* _TRY IT_
Line count for "glass": say how many lines of the data contain it, with no other text.

Data entries
┌──

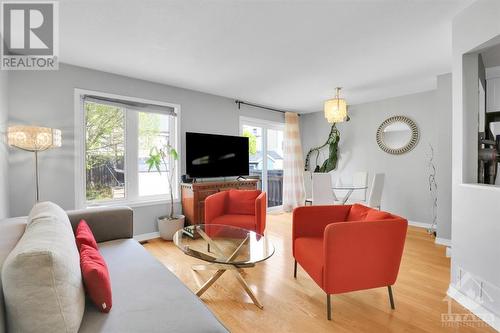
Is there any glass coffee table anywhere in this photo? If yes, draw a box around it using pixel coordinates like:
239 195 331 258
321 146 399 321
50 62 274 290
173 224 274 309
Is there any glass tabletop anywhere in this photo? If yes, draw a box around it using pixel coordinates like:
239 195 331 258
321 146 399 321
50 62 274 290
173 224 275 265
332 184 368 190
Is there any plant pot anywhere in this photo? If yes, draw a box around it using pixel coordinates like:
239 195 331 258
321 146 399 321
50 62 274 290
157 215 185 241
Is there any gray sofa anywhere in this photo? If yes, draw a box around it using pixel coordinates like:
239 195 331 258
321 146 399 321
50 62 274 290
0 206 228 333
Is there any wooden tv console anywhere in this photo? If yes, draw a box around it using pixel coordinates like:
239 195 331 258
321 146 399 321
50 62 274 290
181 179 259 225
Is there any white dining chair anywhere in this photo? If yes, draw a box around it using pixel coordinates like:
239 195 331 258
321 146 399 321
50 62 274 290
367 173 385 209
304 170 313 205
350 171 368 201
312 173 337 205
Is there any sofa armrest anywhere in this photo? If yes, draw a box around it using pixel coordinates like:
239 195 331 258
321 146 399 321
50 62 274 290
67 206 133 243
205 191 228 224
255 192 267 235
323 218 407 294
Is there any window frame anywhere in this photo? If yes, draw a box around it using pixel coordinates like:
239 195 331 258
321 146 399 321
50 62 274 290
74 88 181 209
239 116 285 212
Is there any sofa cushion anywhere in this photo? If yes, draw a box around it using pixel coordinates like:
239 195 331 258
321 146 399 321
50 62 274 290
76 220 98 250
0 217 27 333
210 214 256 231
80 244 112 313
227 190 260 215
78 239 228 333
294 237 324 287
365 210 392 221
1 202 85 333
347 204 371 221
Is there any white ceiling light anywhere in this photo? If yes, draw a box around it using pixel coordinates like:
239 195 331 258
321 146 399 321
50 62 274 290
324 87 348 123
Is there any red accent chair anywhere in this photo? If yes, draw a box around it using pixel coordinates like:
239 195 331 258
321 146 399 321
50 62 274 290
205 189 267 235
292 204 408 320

└──

* _EXERCISE OUTPUT_
2